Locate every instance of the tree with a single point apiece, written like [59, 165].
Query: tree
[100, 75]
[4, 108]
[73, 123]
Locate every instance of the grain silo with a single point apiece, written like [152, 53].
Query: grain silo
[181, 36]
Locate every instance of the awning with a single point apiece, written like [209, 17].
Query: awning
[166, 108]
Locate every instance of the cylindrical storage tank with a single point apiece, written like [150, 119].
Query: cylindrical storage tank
—————
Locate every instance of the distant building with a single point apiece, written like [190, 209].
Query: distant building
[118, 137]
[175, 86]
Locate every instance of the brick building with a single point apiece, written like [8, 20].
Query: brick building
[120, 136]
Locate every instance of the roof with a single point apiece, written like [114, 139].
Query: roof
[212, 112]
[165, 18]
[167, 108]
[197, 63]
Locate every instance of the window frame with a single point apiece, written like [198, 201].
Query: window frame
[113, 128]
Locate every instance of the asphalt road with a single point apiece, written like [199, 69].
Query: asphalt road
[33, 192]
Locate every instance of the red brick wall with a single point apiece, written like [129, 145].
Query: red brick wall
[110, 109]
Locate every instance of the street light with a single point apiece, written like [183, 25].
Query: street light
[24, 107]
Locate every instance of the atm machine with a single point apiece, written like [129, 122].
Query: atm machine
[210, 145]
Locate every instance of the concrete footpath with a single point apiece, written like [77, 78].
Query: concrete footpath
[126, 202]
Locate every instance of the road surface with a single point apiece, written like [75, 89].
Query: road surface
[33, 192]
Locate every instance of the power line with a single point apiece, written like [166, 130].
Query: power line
—————
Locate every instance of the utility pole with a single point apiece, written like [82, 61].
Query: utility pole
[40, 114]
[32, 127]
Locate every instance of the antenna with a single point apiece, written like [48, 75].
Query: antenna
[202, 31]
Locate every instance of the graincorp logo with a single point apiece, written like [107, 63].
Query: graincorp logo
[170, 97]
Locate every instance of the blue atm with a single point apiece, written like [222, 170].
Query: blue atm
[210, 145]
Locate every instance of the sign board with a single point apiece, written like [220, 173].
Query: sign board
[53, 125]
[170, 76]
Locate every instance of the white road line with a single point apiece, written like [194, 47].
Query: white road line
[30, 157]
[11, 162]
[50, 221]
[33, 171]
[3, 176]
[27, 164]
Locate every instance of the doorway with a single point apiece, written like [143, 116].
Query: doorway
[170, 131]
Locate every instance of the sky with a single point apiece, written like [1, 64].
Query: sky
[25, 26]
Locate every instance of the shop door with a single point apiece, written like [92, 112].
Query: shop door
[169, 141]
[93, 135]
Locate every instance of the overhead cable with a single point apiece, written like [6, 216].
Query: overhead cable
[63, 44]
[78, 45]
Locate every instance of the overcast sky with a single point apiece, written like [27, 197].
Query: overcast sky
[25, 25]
—————
* SET PROBLEM: Pull out the rows from the line with "Locate every instance of the grain silo" to the line with "Query: cylindrical storage tank", both included, and write them down without changing a character.

* EXERCISE RESULT:
Locate every instance of the grain silo with a single point apiece, written like [152, 53].
Query: grain silo
[181, 36]
Locate every instance of the awning with a single point apiece, written like [209, 17].
Query: awning
[166, 108]
Locate every instance of the cylindrical storage tank with a single point apiece, written like [150, 119].
Query: cylindrical storage tank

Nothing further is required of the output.